▶ _Task to carry out_
From the material below, pick out and copy every line containing the string "detect". Case counts.

▶ _Dataset_

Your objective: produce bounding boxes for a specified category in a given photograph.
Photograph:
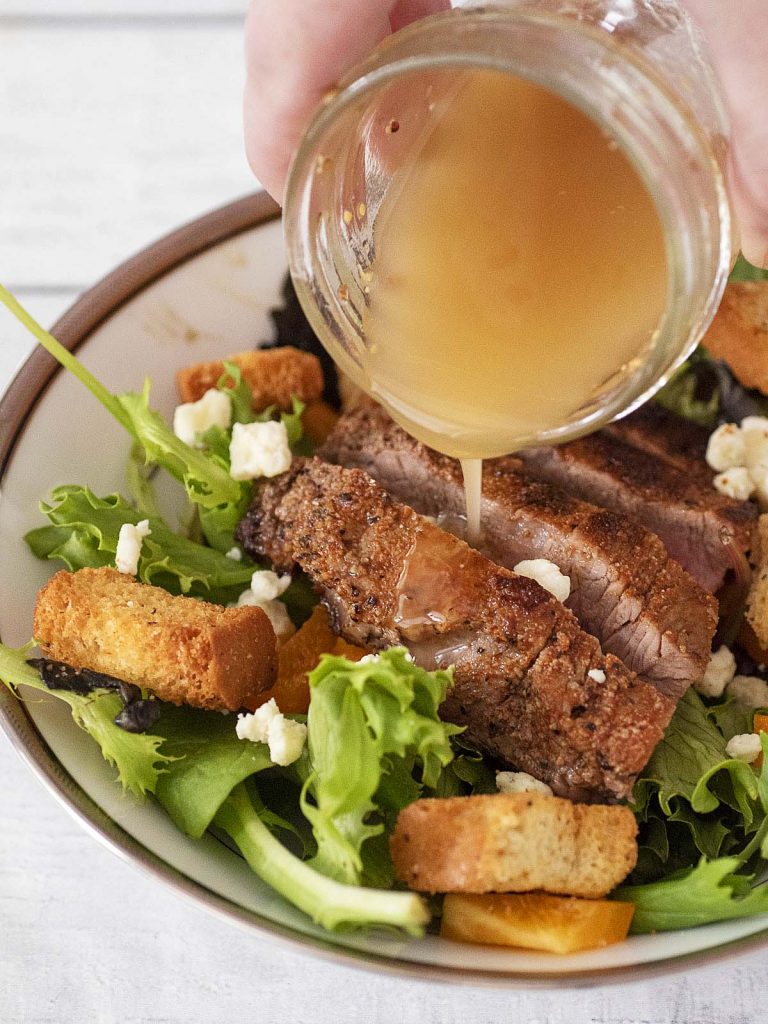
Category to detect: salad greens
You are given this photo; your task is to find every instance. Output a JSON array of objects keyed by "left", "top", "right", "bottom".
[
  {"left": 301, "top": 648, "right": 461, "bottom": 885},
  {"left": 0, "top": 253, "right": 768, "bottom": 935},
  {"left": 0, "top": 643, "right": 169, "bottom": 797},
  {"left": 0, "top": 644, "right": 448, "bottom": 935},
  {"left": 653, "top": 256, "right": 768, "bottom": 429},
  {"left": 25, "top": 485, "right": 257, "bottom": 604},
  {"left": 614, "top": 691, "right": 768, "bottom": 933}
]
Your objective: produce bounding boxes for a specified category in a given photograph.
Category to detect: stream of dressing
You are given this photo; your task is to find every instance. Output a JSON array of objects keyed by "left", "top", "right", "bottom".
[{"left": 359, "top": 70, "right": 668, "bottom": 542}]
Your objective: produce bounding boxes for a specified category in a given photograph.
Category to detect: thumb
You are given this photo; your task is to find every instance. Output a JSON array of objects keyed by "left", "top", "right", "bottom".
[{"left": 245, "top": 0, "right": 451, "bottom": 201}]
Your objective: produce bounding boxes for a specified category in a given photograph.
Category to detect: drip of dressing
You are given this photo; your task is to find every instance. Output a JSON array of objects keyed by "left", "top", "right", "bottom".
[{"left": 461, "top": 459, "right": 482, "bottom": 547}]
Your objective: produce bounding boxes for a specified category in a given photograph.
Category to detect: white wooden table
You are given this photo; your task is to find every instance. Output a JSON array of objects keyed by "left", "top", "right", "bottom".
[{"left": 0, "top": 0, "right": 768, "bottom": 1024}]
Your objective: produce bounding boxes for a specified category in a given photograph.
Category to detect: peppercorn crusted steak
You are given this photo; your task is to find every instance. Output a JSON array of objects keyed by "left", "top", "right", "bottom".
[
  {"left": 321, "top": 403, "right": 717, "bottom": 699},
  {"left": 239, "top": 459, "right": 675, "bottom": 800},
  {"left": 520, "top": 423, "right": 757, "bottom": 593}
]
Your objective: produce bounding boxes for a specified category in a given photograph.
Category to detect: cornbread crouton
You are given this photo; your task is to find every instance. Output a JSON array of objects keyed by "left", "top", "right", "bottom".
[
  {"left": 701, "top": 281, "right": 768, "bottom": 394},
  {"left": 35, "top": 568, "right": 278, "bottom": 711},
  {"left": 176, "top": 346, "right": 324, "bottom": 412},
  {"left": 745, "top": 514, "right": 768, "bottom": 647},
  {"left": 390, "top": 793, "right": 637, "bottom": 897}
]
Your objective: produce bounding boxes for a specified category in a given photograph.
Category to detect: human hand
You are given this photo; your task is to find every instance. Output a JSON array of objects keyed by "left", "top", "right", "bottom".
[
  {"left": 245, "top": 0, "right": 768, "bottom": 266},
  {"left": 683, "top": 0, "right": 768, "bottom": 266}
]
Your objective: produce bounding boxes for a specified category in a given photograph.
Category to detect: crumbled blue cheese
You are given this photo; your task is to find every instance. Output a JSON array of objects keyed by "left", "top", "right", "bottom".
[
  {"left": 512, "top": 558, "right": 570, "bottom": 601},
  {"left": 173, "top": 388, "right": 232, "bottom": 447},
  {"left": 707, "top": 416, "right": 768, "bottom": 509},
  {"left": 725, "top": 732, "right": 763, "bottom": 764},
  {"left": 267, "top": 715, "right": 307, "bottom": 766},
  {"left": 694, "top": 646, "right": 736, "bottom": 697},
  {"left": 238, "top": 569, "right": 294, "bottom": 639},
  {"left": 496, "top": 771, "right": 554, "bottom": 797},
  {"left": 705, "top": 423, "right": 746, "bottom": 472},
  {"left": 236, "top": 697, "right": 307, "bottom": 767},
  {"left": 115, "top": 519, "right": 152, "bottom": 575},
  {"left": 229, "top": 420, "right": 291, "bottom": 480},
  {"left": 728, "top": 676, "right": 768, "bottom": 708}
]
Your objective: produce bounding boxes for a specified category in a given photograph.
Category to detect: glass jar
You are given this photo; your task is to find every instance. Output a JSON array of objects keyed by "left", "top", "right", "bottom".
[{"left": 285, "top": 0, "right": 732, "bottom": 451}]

▶ _Answer in full_
Category to detect: salad greens
Category to detect: stream of dressing
Category to detect: thumb
Category to detect: drip of dressing
Category to detect: white wooden table
Category to detect: peppercorn crusted steak
Category to detect: cornbread crouton
Category to detect: human hand
Category to detect: crumbled blue cheese
Category to detect: glass jar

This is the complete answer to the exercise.